Everything in the listing should be copied exactly, save for the pictures.

>>

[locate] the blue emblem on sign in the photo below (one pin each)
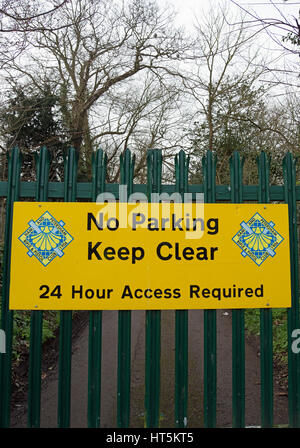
(258, 239)
(46, 238)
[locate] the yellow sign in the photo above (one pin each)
(122, 256)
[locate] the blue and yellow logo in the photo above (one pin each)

<<

Solution to this problem:
[locate] the blue emblem on sign in the photo below (one pin each)
(258, 239)
(46, 238)
[locate] the yellow sign in the photo above (one pin each)
(122, 256)
[locate] the blue and yellow logo in the photo above (one pin each)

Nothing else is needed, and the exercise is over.